NSST constraints

Definition 1. (Streaming String Transducer)

An NSST[6] is a tuple $$T = (Q, \Sigma, \Gamma, X, E, q_0, F)$$, where $$\Sigma \operatorname{and} \Gamma$$ are input and output alphabet respectively, $$X$$ is a finite set of variables, and $$Q$$ a finite set of states. $$E \subseteq Q \times \Sigma \times Q \times S$$ is the transition function where S is the set of substitution s:$$X \rightarrow (X \cup \Gamma)^{\ast}$$, and F is a partial function from Q to $$(X \cup \Gamma)^{\ast}$$.

Like FA, a successful run of T on $$w = \sigma_1 \ldots \sigma_n$$ is the sequence of states $$q_0 \xrightarrow{\sigma_1 / s_1} q_1 \xrightarrow{\sigma_2 / s_2} \ldots \xrightarrow{\sigma_n / s_n} q_n$$ where $$(q_i, \sigma_{i + 1}, q_{i + 1}, s_{i + 1}) \in E$$ and $$F (q_n)$$ is defined. The output of a run of T is defined as $$\operatorname{Out} (r) = s_{\varepsilon} \circ s_1 \circ s_2 \ldots s_n \circ F (q_n)$$ where $$s_{\varepsilon}$$ is the empty substitution which maps all variables to $$\varepsilon$$.

For word w, the output of w by T is the set $$T (w) = \{ \operatorname{Out} (r) |r\operatorname{is}a\operatorname{successful}\operatorname{run}\operatorname{of}T\operatorname{on}w \}$$.

Theorem 1. (PreImage) Given NSST $$T = (Q_T, \Sigma, \Sigma', \Gamma, E, q_{0, T}, F_T)$$ and NFA $$M = (Q_M, \Sigma', \delta_M, q_{0, M}, F_M)$$, there is an NFA $$N = (Q_N, \Sigma, \delta_N, q_{0, N}, F_N)$$, such that for all word w on $$\Sigma$$, $$w \in L (N)$$ if and only if there is a word $$w' \in T (w)$$ such that $$w' \in L (M)$$. N is computable from T and M.

◆ **DATA SECTION**
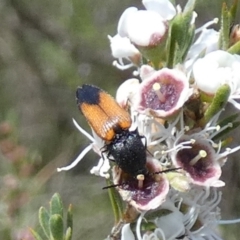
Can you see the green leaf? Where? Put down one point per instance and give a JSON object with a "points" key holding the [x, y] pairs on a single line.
{"points": [[56, 227], [70, 217], [219, 101], [35, 234], [225, 27], [233, 10], [190, 6], [181, 34], [234, 49], [227, 120], [68, 234], [56, 206], [220, 135], [44, 221]]}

◆ **REQUEST**
Carry on the notes about NSST constraints, starting right after the statement of the PreImage theorem.

◆ **ANSWER TO THIS EXERCISE**
We omit the correctness proof for now, but give a construction of N:

Let $$Q_N = Q_T \times P (Q_M)^{Q_M \times \Gamma}$$, thus the state of N is denoted by a pair $$(q, \rho)$$ where q is a state of T and $$\rho \in Q_M \times \Gamma \rightarrow P (Q_M)$$ is the simulation function. The initial state of N is $$(q_{0, T}, \rho_{\varepsilon})$$ where $$\rho_{\varepsilon} (q, x) = \{ q \}$$ for all state q and variable x.

For a state $$q \in Q_M$$, a simulation function $$\rho$$, and a string $$w \in (\Gamma \cup \Sigma')^{\ast}$$, we recursively define the evaluation of w on q and $$\rho$$, denoted by $$U (q, \rho, w)$$ as

$$\displaystyle U (q, \rho, w) = \left\{ \begin{array}{ll} \delta_M^{\ast} (U (q, \rho, w'), a) & w = w' a \wedge a \in \Sigma'\\ \bigcup_{q' \in U (q, \rho, w')} \rho (q', a) & w = w' a \wedge a \in \Gamma\\ \{ q \} & w = \varepsilon \end{array} \right.$$

For all substitution $$s \in \Gamma \rightarrow (\Gamma \cup \Sigma')^{\ast}$$, the simulation function $$\rho$$ updated by s, denoted by $$R (\rho, s)$$, is another simulation function defined as follows:

$$\displaystyle R (\rho, s) (q, x) = U (q, \rho, s (x))$$

Now, consider the transition function of N. For all state $$(q, \rho) \in Q_N$$, if $$(q, a, q', s) \in E$$ for some character a and substitution s, then:

$$\displaystyle ((q, \rho), a, (q', R (\rho, s))) \in \delta_N$$

At last, the terminal state set $$F_N$$ contains all the states $$(q, \rho)$$ which satisfy the following properties:

1. $$F_T (q)$$ is defined

2. $$U (q_{0, M}, \rho, F_T (q)) \cap F_M \neq \emptyset$$

Note 1. (Intuition)

The construction above is actually very simple. The automaton N simulates the run of NSST T, together with the summary of M when a variable of T in inputed. The construction should be exponential.

The construction does not use the so-called copyless property[1, 2], thus the expressive power of NSST in this context is greater than 2FT.

Definition 2. (Two way NSST?) The definition of 2NSST is just like 2FT, allowing bidirectional move of NSST's head.

Note 2.

One thing is worth noting about this idea of 2NSST: the pre-image of 2NSST is still computable. We just use a 2FA N to simulate the 2NSST, in the same manner of the construction above. We can then transform the 2FA into a one-way FA in exponential time.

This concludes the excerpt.